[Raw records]
____
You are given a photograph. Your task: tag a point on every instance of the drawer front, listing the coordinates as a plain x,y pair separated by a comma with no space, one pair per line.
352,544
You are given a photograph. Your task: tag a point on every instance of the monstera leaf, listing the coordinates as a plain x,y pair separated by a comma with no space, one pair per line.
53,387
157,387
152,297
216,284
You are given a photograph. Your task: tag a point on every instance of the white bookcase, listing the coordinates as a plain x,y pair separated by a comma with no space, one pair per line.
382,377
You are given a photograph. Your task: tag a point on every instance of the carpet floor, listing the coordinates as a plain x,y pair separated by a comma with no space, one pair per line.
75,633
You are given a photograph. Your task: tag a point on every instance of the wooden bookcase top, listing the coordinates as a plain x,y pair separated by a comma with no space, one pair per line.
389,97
____
### Short problem
Print every item above again verbatim, keeping each line unchanged and in the same order.

### Problem solution
You are given a photograph. Your task: tag a point on every instance of the drawer front, listing the coordinates as a plain x,y pair separated by a comma with no space, one pair per line.
352,544
You are given a photograph. Your task: tag a point on every instance of the monstera leaf, listing the coordinates as a plain x,y pair separated by a comma with no space, one pair per line.
53,387
157,387
152,297
216,284
You are given a photograph. Your task: tag a point on every instance of the white bookcase, listing the coordinates as a plain x,y pair separated by a comma with no space, one pair per line.
382,377
You are given a photograph. Your task: tag a point on every instance of the carpet floor, listing the coordinates as a plain x,y pair separated by a comma with no space, one pair per line.
75,633
You are given a photograph. Your task: tag a point on every instance of the wooden bookcase top, listing the coordinates as a plain x,y pair separated by a comma with no space, one pair per line.
389,97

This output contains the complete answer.